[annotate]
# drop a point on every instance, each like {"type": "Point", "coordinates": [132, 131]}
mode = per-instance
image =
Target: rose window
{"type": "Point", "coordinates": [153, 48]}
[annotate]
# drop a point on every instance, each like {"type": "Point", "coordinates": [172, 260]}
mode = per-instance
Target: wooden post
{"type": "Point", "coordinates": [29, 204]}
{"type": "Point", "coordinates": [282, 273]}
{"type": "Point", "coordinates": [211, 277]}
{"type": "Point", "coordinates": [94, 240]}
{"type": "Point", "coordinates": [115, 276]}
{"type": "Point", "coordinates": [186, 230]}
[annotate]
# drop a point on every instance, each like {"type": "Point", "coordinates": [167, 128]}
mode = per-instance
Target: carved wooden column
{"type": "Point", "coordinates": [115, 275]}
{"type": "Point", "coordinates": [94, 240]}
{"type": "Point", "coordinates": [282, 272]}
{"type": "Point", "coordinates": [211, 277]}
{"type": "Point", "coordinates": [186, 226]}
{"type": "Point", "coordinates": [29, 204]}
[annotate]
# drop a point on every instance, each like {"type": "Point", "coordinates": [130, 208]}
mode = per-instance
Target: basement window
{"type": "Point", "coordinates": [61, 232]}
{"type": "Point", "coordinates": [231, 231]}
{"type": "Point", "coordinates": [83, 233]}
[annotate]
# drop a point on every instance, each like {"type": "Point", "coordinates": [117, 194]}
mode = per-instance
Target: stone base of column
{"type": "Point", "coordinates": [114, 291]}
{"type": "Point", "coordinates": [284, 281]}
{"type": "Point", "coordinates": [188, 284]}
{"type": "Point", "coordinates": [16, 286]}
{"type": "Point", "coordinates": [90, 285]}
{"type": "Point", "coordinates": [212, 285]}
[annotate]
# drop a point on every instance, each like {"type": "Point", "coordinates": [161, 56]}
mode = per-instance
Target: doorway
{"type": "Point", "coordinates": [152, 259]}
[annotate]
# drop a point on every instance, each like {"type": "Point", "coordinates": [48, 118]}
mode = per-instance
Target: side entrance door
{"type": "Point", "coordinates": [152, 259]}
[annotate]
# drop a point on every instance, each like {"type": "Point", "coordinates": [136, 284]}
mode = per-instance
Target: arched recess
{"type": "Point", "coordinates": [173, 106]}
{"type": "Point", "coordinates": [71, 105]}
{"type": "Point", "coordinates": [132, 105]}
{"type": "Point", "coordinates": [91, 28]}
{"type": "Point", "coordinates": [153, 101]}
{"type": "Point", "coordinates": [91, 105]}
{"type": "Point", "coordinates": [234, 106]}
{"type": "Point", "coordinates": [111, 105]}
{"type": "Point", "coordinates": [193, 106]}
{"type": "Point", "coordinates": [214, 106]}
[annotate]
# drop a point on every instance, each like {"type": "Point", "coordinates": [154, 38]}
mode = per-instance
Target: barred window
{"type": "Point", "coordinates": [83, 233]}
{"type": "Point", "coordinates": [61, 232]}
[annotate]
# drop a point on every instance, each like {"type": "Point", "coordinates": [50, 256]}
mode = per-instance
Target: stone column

[TASK DESCRIPTION] Return the listing above in full, character for character.

[OUTPUT FOR THIS TASK]
[annotate]
# drop a point on every instance, each like {"type": "Point", "coordinates": [132, 131]}
mode = per-instance
image =
Target: rose window
{"type": "Point", "coordinates": [153, 48]}
[annotate]
# drop a point on every instance, each like {"type": "Point", "coordinates": [172, 260]}
mode = per-instance
Target: wooden post
{"type": "Point", "coordinates": [29, 204]}
{"type": "Point", "coordinates": [282, 273]}
{"type": "Point", "coordinates": [211, 277]}
{"type": "Point", "coordinates": [94, 240]}
{"type": "Point", "coordinates": [115, 276]}
{"type": "Point", "coordinates": [186, 230]}
[annotate]
# drop a point on every instance, each like {"type": "Point", "coordinates": [167, 128]}
mode = per-instance
Target: carved wooden column
{"type": "Point", "coordinates": [115, 275]}
{"type": "Point", "coordinates": [94, 240]}
{"type": "Point", "coordinates": [282, 272]}
{"type": "Point", "coordinates": [211, 277]}
{"type": "Point", "coordinates": [186, 226]}
{"type": "Point", "coordinates": [29, 204]}
[annotate]
# drop a point on every instance, each like {"type": "Point", "coordinates": [130, 208]}
mode = per-instance
Target: basement window
{"type": "Point", "coordinates": [61, 232]}
{"type": "Point", "coordinates": [231, 231]}
{"type": "Point", "coordinates": [83, 233]}
[annotate]
# drop a point on every instance, each like {"type": "Point", "coordinates": [117, 194]}
mode = per-instance
Target: stone base of column
{"type": "Point", "coordinates": [114, 291]}
{"type": "Point", "coordinates": [284, 281]}
{"type": "Point", "coordinates": [188, 284]}
{"type": "Point", "coordinates": [16, 286]}
{"type": "Point", "coordinates": [90, 285]}
{"type": "Point", "coordinates": [212, 285]}
[annotate]
# drop a point on every instance, each like {"type": "Point", "coordinates": [161, 56]}
mode = per-instance
Target: doorway
{"type": "Point", "coordinates": [152, 259]}
[annotate]
# drop a point on every instance, each like {"type": "Point", "coordinates": [48, 118]}
mode = per-instance
Target: side entrance door
{"type": "Point", "coordinates": [152, 259]}
[annotate]
# drop a point on every instance, each like {"type": "Point", "coordinates": [136, 284]}
mode = per-instance
Target: arched recess
{"type": "Point", "coordinates": [173, 106]}
{"type": "Point", "coordinates": [71, 105]}
{"type": "Point", "coordinates": [132, 105]}
{"type": "Point", "coordinates": [91, 28]}
{"type": "Point", "coordinates": [153, 101]}
{"type": "Point", "coordinates": [91, 105]}
{"type": "Point", "coordinates": [234, 106]}
{"type": "Point", "coordinates": [111, 105]}
{"type": "Point", "coordinates": [193, 106]}
{"type": "Point", "coordinates": [214, 106]}
[annotate]
# drop a point on every instance, each like {"type": "Point", "coordinates": [154, 38]}
mode = per-instance
Target: barred window
{"type": "Point", "coordinates": [83, 233]}
{"type": "Point", "coordinates": [61, 232]}
[annotate]
# drop a point on every instance, each like {"type": "Point", "coordinates": [50, 256]}
mode = per-instance
Target: stone column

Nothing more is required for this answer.